Problem to work on: In the text on maladaptive daydreaming, what are named as common triggers that set off daydreams?

Maladaptive daydreaming

Maladaptive daydreaming is psychological concept to describe an extensive fantasy activity that replaces human interaction and/or interferes with academic, interpersonal, or vocational functioning. It might be related to childhood emotional neglect or abuse that motivates victims to divorce from the threatening world.

Signs and symptoms

Maladaptive daydreamers will have ‘triggers’ that set off their daydreams. Common triggers are books, movies, music, and even riding in a car. Maladaptive daydreamers also may have trouble getting out of bed or going to sleep, due to the want to continue daydreaming. Often times while maladaptive daydreamers are daydreaming they will whisper, talk, make facial expressions, or do some sort of repetitive movement.

Maladaptive daydreamers can spend hours simply daydreaming. They often have elaborate fantasies within their minds, often comparable to a complete novel or movie. Many have more than one fantasy in their mind, each with its own characters, setting, plots, etc. Maladaptive daydreamers may become emotionally attached to their characters as well, though they know the characters are not real.

Diagnosis

The Maladaptive Daydreaming Scale (MDS) is a 14-item self-report instrument designed to gauge abnormal fantasizing. It is a statistically valid and reliable measure of MD that differentiates well between MDers and non-MDers. Mental health diagnoses are only determined based on clinician-administered structured interviews.  Hence, no official diagnostic tool has been developed to diagnose MD.  There is no official diagnostic tool has been developed to diagnose MD.

Records provided:
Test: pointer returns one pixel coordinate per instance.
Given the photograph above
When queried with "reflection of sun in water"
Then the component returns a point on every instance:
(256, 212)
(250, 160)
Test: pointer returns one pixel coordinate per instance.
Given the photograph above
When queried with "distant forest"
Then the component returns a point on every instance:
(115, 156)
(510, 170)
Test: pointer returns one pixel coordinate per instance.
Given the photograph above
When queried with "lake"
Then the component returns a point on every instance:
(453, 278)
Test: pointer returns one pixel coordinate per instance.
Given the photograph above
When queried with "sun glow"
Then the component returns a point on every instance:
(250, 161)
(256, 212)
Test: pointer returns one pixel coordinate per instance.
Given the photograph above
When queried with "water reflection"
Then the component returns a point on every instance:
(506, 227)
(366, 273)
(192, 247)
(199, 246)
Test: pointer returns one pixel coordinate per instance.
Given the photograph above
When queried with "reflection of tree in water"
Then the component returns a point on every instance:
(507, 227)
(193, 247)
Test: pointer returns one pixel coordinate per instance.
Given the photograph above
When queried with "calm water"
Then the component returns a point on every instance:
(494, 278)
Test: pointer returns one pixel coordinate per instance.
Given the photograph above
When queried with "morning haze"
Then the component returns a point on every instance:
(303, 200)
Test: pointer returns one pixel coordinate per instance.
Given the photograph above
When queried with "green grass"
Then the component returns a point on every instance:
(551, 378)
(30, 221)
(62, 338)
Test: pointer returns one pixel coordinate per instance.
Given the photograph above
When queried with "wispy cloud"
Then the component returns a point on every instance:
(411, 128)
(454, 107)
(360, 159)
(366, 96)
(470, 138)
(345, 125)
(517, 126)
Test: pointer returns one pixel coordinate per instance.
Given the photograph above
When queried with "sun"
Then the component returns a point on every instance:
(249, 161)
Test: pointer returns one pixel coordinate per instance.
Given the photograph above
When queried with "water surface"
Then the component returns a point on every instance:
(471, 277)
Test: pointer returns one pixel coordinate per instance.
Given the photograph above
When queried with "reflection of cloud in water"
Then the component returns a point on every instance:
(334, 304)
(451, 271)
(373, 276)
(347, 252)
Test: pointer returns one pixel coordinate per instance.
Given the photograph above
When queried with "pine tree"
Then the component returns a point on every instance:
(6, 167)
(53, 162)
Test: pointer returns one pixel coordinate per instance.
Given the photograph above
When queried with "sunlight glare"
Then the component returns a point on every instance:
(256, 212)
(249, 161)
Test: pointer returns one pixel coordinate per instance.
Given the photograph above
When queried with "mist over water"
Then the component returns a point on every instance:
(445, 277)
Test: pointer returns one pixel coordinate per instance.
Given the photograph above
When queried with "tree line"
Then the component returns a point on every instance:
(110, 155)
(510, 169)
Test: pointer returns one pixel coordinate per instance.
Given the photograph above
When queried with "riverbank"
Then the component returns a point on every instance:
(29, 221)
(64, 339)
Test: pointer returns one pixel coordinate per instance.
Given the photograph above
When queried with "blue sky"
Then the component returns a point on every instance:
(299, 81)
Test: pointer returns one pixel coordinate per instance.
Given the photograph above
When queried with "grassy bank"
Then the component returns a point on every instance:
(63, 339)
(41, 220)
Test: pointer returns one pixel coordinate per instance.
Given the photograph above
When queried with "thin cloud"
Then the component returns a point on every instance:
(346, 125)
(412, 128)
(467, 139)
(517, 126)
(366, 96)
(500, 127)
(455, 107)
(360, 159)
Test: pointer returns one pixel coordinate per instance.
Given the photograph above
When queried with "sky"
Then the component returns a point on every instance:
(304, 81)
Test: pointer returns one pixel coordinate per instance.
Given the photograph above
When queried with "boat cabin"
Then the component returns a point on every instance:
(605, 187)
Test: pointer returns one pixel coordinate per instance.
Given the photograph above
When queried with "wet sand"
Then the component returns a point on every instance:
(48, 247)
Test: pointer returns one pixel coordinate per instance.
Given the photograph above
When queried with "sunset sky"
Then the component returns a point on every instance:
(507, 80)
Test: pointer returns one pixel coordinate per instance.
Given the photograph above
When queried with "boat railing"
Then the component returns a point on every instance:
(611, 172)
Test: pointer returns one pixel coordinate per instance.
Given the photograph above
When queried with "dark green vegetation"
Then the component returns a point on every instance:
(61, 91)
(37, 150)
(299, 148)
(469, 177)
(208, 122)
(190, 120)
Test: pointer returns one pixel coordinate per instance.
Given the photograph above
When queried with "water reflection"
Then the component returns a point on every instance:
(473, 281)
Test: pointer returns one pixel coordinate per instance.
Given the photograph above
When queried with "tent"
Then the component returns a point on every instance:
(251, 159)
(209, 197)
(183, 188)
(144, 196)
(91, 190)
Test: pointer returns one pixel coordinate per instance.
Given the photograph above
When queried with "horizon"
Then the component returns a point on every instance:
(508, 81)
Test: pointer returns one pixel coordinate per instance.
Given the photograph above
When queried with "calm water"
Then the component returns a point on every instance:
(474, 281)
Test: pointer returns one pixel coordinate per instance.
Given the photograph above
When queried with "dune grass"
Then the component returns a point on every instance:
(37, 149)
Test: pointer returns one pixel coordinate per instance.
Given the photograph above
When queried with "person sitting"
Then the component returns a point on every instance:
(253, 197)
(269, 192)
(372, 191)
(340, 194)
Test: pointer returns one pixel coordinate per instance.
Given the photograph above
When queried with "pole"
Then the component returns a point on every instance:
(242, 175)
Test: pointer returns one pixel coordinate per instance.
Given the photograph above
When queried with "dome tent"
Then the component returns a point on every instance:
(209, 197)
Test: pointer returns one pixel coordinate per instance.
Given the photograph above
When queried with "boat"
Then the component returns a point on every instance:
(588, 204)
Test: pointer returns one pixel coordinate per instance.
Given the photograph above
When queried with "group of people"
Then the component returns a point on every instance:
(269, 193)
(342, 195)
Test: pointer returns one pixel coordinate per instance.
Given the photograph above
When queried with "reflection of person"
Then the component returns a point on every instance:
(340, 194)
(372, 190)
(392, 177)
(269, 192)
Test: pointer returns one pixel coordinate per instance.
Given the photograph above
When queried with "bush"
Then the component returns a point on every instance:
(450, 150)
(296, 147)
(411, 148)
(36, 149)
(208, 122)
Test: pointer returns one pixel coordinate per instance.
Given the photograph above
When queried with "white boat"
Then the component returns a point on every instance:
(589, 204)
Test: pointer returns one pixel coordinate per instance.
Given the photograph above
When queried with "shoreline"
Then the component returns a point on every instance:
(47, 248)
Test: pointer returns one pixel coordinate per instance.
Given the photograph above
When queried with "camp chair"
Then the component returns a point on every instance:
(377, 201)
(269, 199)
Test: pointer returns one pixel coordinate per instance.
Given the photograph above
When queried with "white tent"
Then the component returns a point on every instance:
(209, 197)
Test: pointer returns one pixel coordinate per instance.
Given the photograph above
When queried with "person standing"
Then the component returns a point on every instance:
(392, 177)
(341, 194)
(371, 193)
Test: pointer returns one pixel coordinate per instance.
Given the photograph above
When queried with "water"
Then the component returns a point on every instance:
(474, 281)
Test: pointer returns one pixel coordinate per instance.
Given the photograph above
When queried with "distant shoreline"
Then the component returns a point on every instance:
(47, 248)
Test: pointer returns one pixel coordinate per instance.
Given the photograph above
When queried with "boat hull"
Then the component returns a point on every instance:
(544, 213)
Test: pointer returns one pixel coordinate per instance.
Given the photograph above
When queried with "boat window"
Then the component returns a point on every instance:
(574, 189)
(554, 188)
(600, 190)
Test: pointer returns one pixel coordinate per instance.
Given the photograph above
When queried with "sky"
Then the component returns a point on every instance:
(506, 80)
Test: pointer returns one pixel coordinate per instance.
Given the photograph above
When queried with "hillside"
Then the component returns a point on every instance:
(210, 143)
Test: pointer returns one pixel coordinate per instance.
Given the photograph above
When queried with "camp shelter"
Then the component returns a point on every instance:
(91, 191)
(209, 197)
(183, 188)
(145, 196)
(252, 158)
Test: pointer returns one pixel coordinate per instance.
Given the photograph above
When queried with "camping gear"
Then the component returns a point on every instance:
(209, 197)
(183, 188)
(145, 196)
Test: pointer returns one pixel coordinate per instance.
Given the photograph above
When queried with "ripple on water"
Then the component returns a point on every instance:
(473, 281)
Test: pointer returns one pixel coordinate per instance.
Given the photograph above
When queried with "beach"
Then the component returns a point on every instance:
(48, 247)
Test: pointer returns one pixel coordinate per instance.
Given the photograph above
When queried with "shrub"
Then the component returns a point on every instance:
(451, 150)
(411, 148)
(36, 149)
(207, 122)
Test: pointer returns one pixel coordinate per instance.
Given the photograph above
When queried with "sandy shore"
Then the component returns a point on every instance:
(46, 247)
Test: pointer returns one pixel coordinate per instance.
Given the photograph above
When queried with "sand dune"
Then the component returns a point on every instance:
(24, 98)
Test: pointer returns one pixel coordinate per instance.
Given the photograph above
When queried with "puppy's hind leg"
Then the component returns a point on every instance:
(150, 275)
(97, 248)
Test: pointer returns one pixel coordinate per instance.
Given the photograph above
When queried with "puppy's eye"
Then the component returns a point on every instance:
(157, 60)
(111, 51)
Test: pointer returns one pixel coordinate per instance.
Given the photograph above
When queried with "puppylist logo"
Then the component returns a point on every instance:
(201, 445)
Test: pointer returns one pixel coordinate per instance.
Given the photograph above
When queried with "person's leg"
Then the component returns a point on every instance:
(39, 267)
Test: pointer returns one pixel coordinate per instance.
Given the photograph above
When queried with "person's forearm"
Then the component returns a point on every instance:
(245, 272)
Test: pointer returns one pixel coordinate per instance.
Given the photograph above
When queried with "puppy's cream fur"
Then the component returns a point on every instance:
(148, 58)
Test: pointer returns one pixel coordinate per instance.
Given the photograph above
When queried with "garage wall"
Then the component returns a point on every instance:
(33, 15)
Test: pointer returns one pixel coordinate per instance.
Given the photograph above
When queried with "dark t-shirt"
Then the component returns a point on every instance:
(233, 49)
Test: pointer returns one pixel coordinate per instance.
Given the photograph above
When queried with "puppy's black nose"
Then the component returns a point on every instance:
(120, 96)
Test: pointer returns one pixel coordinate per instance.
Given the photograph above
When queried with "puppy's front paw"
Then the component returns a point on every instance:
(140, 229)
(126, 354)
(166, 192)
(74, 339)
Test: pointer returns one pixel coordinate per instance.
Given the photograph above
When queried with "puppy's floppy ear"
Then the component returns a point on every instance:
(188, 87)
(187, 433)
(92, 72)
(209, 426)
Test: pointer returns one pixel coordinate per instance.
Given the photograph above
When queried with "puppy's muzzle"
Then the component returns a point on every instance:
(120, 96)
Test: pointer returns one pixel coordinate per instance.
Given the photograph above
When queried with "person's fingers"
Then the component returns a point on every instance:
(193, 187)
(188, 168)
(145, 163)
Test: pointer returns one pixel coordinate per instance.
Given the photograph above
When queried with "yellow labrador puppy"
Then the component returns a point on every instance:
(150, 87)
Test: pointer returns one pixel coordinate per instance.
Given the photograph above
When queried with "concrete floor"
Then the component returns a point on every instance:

Output for this exercise: Books, movies, music, and even riding in a car.